Researchers Pursue a Comparative Effectiveness Study with support from the FD/MAS Patient Registry.
The FD/MAS Patient Registry has been gathering data for almost a full year. In July, Fibrous Dysplasia Foundation (FDF) received the exciting news that a team of researchers and patient advocates will rely on registry data to design and develop a research proposal. Together, FDF President Catherine Fairchild, President Emeritus Amanda Konradi, Phd, Andrea Burke DMD, MD, and FDF Program Manager Tovah Burstein have received a PCORI award to pursue a study comparing the experiences of craniofacial FD patients who have surgery to those who do not.
This PCORI project is especially exciting for the FD/MAS Patient Registry because it marks the first study that will develop questions and analyze data from the information that patients have provided on this platform. So far 517 patients have signed up for the registry and 230 have shared some of their medical data by taking one or more registry surveys. The registry is an important step in fighting FD/MAS because it gathers a variety of data on a patient’s life and medical history. The surveys are designed to gather that information in a scientific method that will offer researchers endless opportunities to study, analyze, and form new ideas about FD/MAS. “The registry has been a collaboration between patients, caregivers, and researchers from the beginning.” said Dr. Konradi. “PCORI has helped us develop a tool that prioritizes patients’ concerns and turns them into quantifiable data to be studied.”
While the data that patients have already provided will support the PCORI project as well as other future study projects, there is still much work to be done. “It is of utmost importance that we get as many patients as possible to fill out all of the registry surveys.” explained Burke. “Currently, clinical indications for craniofacial surgery are inconsistent and not evidence-based. By using patient data to retroactively analyze treatments, we can help patients make more informed decisions. Patients will really benefit by researchers compiling a broad spectrum of survey data to determine what treatments have been most effective.” The more data that scientists have, the better they will be able to understand this disease.

Your tasks
1. Reproduce the passage of the registry article from "The FD/MAS Patient Registry has" to "who do not.".
2. Answer these questions about the registry article:
(a) In what month did the Fibrous Dysplasia Foundation learn that researchers would use registry data for a research proposal?
(b) How many patients have signed up for the registry so far?
(c) According to Burke, what is currently true of clinical indications for craniofacial surgery?

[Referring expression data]
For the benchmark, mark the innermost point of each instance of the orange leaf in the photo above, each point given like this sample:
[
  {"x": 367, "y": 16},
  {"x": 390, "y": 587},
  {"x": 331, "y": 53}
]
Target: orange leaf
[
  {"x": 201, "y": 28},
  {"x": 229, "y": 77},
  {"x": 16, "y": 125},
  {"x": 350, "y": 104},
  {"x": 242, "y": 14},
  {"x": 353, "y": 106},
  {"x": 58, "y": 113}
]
...
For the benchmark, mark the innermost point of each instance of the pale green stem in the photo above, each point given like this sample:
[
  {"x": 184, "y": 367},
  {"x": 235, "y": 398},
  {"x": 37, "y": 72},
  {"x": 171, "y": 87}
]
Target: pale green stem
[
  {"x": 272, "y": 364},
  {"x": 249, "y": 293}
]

Answers for the exercise
1.
The FD/MAS Patient Registry has been gathering data for almost a full year. In July, Fibrous Dysplasia Foundation (FDF) received the exciting news that a team of researchers and patient advocates will rely on registry data to design and develop a research proposal. Together, FDF President Catherine Fairchild, President Emeritus Amanda Konradi, Phd, Andrea Burke DMD, MD, and FDF Program Manager Tovah Burstein have received a PCORI award to pursue a study comparing the experiences of craniofacial FD patients who have surgery to those who do not.

2.
(a) July
(b) 517
(c) They are inconsistent and not evidence-based.